What is needed is an exact copy of every entry below.

▸ **DATASET RECORDS**

'''

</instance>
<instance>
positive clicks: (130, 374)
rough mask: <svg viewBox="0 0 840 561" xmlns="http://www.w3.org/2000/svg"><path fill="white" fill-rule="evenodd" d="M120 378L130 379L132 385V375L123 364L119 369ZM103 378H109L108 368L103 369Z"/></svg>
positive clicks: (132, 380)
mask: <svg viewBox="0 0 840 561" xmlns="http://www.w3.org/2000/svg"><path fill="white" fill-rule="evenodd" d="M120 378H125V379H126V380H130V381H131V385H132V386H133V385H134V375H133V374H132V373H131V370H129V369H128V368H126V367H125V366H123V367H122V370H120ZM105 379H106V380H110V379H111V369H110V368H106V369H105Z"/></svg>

'''

▸ **ANSWER FOR THE TASK**
</instance>
<instance>
positive clicks: (130, 374)
rough mask: <svg viewBox="0 0 840 561" xmlns="http://www.w3.org/2000/svg"><path fill="white" fill-rule="evenodd" d="M120 378L130 379L132 385V375L123 364L119 369ZM103 378H109L108 368L103 369Z"/></svg>
positive clicks: (132, 380)
mask: <svg viewBox="0 0 840 561" xmlns="http://www.w3.org/2000/svg"><path fill="white" fill-rule="evenodd" d="M120 378H125V379H126V380H130V381H131V385H132V386H133V385H134V375H133V374H132V373H131V370H129V369H128V368H126V367H125V366H123V367H122V370H120ZM105 379H106V380H110V379H111V369H110V368H106V369H105Z"/></svg>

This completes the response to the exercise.